■ Written task 1 ■
How many lines in the rows below contain the string "plastic"? Case counts, and reply with the number alone.

■ Document segment ■
Welcome back!
As I wrote in my letter for our last edition, we closed school last year on something of a strange, new note. Princeton students, defying the old stereotype that cast them as politically disinterested and perhaps even uninformed, protested in public, in print, and by petition on a range of issues from campus race relations to the misogyny apparently endorsed by our Lawn Parties headliner. It was unfortunate that, as spring progressed, our rhetoric became at times bitter and our tactics underhanded in pursuit of our various causes, but then again we were new to this game and still possessed of the naive belief that Yik Yak was a productive outlet for our grievances.
I hope we have returned from the summer somewhat wiser and more charitable, because the past few months, which have seen the executive branch’s passage of a nuclear deal with Iran, the launch of innumerable presidential campaigns, and the release of a sequence of increasingly horrifying videos documenting Planned Parenthood’s business practices, have given us much to discuss on the national stage. And on the University level, our questions from last year regarding the kinds of speech considered acceptable on campus will join this magazine’s usual list of concerns about maintaining a vibrant intellectual culture, an honest administration, and a respectful, if not entirely unbiased, professoriat as topics demanding discussion and debate.

(Dataset rows on object locations)
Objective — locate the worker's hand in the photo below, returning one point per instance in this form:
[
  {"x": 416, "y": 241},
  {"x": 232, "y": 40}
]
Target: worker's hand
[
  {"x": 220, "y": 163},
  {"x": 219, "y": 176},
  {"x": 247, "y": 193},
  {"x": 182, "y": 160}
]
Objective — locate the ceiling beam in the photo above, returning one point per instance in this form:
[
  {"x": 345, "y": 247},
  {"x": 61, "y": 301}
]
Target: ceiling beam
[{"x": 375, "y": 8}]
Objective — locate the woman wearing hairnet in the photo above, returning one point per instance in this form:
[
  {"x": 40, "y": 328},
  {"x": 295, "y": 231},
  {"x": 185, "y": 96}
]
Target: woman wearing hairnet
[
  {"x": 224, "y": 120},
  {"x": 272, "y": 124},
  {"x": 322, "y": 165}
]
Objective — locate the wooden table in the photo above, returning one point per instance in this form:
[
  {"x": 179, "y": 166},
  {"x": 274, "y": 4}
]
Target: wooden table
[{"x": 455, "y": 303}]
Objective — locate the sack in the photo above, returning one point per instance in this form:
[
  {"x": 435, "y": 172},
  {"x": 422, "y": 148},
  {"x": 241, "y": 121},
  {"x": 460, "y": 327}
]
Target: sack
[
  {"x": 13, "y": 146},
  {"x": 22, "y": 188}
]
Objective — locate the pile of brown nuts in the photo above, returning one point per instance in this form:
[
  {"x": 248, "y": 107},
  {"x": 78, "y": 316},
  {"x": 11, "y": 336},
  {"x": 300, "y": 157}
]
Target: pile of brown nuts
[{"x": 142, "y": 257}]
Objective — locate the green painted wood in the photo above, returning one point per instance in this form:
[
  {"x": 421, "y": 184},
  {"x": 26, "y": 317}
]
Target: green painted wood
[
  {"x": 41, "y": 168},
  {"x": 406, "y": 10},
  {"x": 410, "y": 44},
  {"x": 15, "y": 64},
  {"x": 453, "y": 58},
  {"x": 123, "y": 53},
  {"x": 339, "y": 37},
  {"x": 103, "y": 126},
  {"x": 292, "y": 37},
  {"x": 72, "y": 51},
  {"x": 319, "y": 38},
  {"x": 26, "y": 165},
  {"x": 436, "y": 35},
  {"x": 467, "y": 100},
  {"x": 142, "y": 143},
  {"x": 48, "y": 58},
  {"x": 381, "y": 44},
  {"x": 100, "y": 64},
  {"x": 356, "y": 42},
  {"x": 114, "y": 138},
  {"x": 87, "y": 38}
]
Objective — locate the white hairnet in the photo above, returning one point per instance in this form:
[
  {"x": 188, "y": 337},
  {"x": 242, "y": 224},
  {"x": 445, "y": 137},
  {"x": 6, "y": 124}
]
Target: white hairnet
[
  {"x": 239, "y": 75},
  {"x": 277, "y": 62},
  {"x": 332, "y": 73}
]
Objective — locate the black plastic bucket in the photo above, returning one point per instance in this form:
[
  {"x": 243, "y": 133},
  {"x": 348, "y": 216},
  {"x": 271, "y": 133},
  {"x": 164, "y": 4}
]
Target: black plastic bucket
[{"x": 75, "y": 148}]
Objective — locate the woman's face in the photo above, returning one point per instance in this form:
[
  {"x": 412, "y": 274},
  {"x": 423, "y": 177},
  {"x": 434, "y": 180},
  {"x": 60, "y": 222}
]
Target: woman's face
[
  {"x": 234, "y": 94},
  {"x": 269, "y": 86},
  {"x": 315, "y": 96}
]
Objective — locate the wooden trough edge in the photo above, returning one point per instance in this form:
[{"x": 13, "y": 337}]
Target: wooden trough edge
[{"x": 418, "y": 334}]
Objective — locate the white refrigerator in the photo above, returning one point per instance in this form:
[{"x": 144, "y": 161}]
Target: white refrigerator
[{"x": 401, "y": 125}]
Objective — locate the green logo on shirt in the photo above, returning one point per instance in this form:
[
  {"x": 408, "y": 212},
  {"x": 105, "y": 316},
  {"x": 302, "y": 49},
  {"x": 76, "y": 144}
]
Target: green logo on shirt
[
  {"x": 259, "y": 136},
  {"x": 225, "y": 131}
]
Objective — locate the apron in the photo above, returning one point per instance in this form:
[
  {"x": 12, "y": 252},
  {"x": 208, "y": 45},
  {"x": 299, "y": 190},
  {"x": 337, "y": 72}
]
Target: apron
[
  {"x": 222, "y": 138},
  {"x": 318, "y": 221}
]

■ Written task 2 ■
Can you transcribe the portion of the welcome-back letter above that begins with the words "As I wrote in" and ends with "for our grievances."?

■ Exercise solution 1 ■
2

■ Exercise solution 2 ■
As I wrote in my letter for our last edition, we closed school last year on something of a strange, new note. Princeton students, defying the old stereotype that cast them as politically disinterested and perhaps even uninformed, protested in public, in print, and by petition on a range of issues from campus race relations to the misogyny apparently endorsed by our Lawn Parties headliner. It was unfortunate that, as spring progressed, our rhetoric became at times bitter and our tactics underhanded in pursuit of our various causes, but then again we were new to this game and still possessed of the naive belief that Yik Yak was a productive outlet for our grievances.